• Referring expression grounding data
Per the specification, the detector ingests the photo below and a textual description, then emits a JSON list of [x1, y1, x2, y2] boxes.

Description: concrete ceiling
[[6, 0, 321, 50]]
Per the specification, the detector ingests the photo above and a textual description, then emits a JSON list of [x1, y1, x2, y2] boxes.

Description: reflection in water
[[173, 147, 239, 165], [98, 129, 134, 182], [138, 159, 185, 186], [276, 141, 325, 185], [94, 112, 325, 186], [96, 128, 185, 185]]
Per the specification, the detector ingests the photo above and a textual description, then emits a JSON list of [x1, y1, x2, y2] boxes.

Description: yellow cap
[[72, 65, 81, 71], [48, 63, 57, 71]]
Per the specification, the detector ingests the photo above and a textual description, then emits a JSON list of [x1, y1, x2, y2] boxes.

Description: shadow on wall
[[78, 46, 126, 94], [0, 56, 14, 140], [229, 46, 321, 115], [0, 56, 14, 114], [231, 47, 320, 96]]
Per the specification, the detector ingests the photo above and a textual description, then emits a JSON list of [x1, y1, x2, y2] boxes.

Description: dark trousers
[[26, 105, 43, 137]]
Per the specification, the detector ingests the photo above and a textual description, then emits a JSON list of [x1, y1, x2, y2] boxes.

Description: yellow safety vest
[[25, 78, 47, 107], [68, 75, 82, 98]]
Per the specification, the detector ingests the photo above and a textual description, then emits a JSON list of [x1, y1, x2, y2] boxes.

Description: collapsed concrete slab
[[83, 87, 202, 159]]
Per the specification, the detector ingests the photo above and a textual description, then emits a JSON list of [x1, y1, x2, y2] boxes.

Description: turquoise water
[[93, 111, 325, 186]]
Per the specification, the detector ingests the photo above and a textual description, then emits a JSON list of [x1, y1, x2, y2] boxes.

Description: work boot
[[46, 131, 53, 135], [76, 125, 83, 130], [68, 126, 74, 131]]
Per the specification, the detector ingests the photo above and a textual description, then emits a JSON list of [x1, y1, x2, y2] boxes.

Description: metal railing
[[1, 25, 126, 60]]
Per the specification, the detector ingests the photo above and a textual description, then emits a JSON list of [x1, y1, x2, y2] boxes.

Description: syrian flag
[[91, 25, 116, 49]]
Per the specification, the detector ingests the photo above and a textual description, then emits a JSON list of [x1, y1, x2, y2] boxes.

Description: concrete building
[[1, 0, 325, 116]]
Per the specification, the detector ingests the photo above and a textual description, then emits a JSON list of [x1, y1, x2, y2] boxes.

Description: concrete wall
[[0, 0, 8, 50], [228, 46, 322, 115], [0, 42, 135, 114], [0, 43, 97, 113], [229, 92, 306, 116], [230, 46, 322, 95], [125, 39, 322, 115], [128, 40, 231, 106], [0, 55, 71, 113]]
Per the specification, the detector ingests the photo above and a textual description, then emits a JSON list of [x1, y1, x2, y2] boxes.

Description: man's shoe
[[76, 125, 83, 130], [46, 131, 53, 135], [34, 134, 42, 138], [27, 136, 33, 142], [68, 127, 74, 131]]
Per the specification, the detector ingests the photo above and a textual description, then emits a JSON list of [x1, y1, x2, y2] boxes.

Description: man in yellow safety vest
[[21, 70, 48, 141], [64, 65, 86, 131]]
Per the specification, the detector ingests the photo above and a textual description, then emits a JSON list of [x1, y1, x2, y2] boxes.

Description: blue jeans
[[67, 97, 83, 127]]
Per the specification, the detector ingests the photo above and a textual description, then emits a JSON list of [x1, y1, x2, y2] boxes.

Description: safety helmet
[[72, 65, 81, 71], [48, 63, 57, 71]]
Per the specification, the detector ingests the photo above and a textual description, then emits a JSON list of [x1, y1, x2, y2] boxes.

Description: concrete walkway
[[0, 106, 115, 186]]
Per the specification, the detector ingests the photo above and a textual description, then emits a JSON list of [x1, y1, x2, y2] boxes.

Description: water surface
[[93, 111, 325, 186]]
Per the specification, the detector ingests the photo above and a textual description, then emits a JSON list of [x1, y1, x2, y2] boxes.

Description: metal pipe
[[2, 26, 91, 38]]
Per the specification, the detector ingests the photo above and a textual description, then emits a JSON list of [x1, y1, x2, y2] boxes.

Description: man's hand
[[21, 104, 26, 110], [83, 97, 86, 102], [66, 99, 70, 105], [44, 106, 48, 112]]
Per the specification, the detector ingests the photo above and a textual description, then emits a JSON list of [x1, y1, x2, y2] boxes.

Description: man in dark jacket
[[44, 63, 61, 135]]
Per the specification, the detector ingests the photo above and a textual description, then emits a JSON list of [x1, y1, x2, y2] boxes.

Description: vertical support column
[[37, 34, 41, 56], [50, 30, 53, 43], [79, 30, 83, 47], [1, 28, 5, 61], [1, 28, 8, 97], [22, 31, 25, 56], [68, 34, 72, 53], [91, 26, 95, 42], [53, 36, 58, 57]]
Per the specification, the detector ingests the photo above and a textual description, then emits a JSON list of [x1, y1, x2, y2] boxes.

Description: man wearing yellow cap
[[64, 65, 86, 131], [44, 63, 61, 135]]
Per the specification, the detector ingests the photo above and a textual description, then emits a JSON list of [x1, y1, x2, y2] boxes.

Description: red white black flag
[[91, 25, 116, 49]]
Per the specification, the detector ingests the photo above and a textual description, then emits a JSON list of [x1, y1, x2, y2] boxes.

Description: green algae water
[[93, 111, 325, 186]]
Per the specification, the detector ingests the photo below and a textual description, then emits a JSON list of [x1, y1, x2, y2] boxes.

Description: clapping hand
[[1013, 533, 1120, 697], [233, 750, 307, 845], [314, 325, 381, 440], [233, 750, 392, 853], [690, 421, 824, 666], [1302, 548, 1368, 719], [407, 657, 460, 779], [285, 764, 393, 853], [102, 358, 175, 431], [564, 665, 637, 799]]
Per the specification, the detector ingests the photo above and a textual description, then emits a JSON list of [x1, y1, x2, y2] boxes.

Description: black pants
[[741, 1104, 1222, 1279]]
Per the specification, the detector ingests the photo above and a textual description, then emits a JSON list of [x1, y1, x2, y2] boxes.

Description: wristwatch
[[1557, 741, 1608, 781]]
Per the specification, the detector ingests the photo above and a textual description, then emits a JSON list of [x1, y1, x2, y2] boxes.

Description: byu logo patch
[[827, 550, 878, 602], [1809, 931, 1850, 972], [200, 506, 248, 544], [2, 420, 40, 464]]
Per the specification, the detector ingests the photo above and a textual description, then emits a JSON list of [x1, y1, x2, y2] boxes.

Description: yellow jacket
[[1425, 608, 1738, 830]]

• About this task
Word for word, copy out the data.

• Written solution
Per the specification, the detector ingests the photo below and a textual description, then emits a JSON list of [x1, y1, x2, y2] boxes.

Description: concrete ceiling
[[6, 0, 321, 50]]
Per the specification, the detector ingests the photo above and a textual description, then emits a JSON list of [x1, y1, x2, y2] boxes.

Description: reflection in water
[[173, 147, 239, 165], [98, 129, 134, 182], [138, 159, 185, 186], [276, 141, 325, 185], [94, 112, 325, 186], [96, 128, 185, 185]]
Per the specification, the detector ingests the photo above and a textual description, then emits a JSON list of [x1, y1, x2, y2] boxes.

Description: yellow cap
[[72, 65, 81, 71], [48, 63, 57, 71]]
Per the specification, the detector ingests the photo above and a textual description, then emits a JSON list of [x1, y1, x2, y2] boxes.

Description: shadow on wall
[[78, 46, 126, 94], [0, 56, 14, 140], [229, 46, 321, 115], [0, 56, 14, 114], [231, 47, 320, 96]]
Per the specification, the detector ingests the photo above and a textual description, then emits a JSON list of [x1, y1, x2, y2] boxes.

Description: dark trousers
[[26, 105, 43, 137]]
Per the specification, the detector ingests the photo above and a textual description, then emits a JSON list of [x1, y1, x2, y2] boxes.

Description: yellow safety vest
[[25, 78, 47, 107], [68, 75, 82, 98]]
Per the specification, the detector ingests the photo above and a textual description, then emits a JSON list of [x1, y1, x2, y2] boxes.

Description: collapsed concrete slab
[[83, 87, 202, 159]]
Per the specification, the detector ingests the photo above and a textual description, then emits a JSON list of [x1, y1, x2, y2] boxes.

Description: turquoise water
[[93, 111, 325, 186]]
Per the specification, the detector ingests the photo above and a textual description, then emits a JSON list of [x1, y1, x2, y2] boxes.

Description: work boot
[[46, 131, 53, 135], [76, 125, 83, 130], [68, 126, 74, 131]]
Per the specification, the detector ingests the photo above and a textual description, then emits a JSON list of [x1, y1, x2, y2] boxes.

Description: metal railing
[[1, 25, 126, 60]]
Per the specification, the detector ingests the photo above and a textual description, then emits a JSON list of [x1, y1, x2, y2] boxes.

Description: syrian flag
[[91, 25, 116, 49]]
Per the specification, the detector ingests the photo above and a textual description, then emits a JSON list of [x1, y1, x2, y2] boxes.

Description: concrete building
[[1, 0, 325, 116]]
Per the specification, the detector ingests the photo above and a textual description, then emits a JSON list of [x1, y1, x2, y2] boxes.

Description: concrete wall
[[0, 0, 8, 50], [228, 46, 322, 115], [0, 42, 135, 114], [0, 43, 97, 113], [229, 92, 306, 116], [230, 46, 322, 95], [125, 39, 322, 115], [128, 40, 231, 106], [0, 55, 71, 113]]
Per the specification, the detector ingests the photo above and a textual description, then emits a JSON list of [x1, y1, x2, y2] boxes.

Description: man's shoe
[[76, 125, 83, 130], [46, 131, 53, 135], [34, 134, 42, 138], [27, 136, 33, 142], [68, 127, 74, 131]]
Per the specification, the detector ingests the photo above and a textual description, then emits a JSON list of [x1, y1, x2, y2] boxes.

Description: man in yellow safety vest
[[21, 70, 48, 141], [64, 65, 86, 131]]
Per the specification, the detector ingests the photo above and a textual description, then emits a JSON list of [x1, y1, x2, y2] boxes.

Description: blue jeans
[[67, 97, 83, 127]]
Per the specification, the detector ingests the photo above and a textual description, then emits a JSON list of [x1, y1, x2, y2] boxes.

Description: safety helmet
[[72, 65, 81, 71], [48, 63, 57, 71]]
Per the specification, the detector ingests the photo above and a textual description, then emits a JSON list of [x1, y1, x2, y2] boxes.

Description: concrete walkway
[[0, 106, 115, 186]]
Per the specification, the detector ingests the photo above and a textual description, then emits a JSON list of [x1, y1, x2, y2] boxes.

Description: water surface
[[93, 111, 325, 186]]
Per the specification, the detector ingests the photo above and a textual description, then emits a JSON list of [x1, y1, x2, y2] boxes.

Description: metal pipe
[[2, 26, 91, 38]]
Per the specification, the detector ingests the photo above and a textual description, then emits a JSON list of [x1, y1, x2, y2] boxes.

Description: man's hand
[[21, 104, 26, 110], [83, 97, 86, 102], [66, 99, 70, 105], [44, 106, 48, 112]]
Per the specification, the detector ingests the photo above and a textual description, then emits a JSON list of [x1, y1, x2, y2] boxes.

Description: man in dark jacket
[[44, 63, 61, 135]]
Per the specification, the detector ingests the photo above and a textual description, then emits a JSON list of [x1, y1, x2, y2] boxes.

Description: vertical support column
[[37, 34, 41, 56], [50, 30, 53, 43], [79, 30, 83, 47], [1, 28, 5, 61], [1, 28, 8, 97], [22, 31, 25, 56], [68, 34, 72, 53], [91, 26, 95, 42], [53, 36, 58, 57]]
Per the specification, the detector ingests the photo above and a textual description, then emits a JSON list of [x1, y1, x2, y2] boxes.

Description: man wearing yellow cap
[[64, 65, 86, 131], [44, 63, 61, 135]]
Per the specification, the detector ingests the photo above and a textual description, then emits a JSON list of [x1, y1, x2, y2] boxes.

Description: red white black flag
[[91, 25, 116, 49]]
Per the specification, the detector ingests the photo above and a textual description, then emits a JSON list of [x1, y1, x2, y2] boxes.

Description: green algae water
[[93, 111, 325, 186]]
Per the specification, the detector ingests the photo below and a textual description, then emits a JSON list of [x1, y1, x2, y2] boxes.

Description: clapping hand
[[1013, 533, 1120, 697], [233, 750, 307, 845], [314, 325, 381, 440], [233, 750, 392, 853], [690, 421, 824, 666], [1302, 548, 1368, 719], [407, 657, 460, 779], [285, 764, 393, 853], [102, 358, 175, 431], [564, 665, 637, 799]]
Per the specification, the detector ingests the photo above and a textual description, then emits a JSON list of [x1, y1, x2, y2] boxes.

Description: black pants
[[741, 1104, 1222, 1279]]
Per the specification, the detector ingests the photo above and a textual description, then emits a JSON list of [x1, y1, x2, y2] boxes.

Description: wristwatch
[[1557, 741, 1608, 781]]
Per the specification, the detector ingests the photo above and a textual description, then emits a JSON list of [x1, y1, x2, y2] boxes.

Description: byu logo patch
[[827, 550, 878, 602], [1809, 931, 1850, 972], [200, 506, 248, 544], [2, 420, 40, 464]]
Per the specification, the detector ingests the photo above and a textual description, then emits a JSON list of [x1, y1, x2, y2] boxes.

Description: yellow jacket
[[1425, 608, 1738, 830]]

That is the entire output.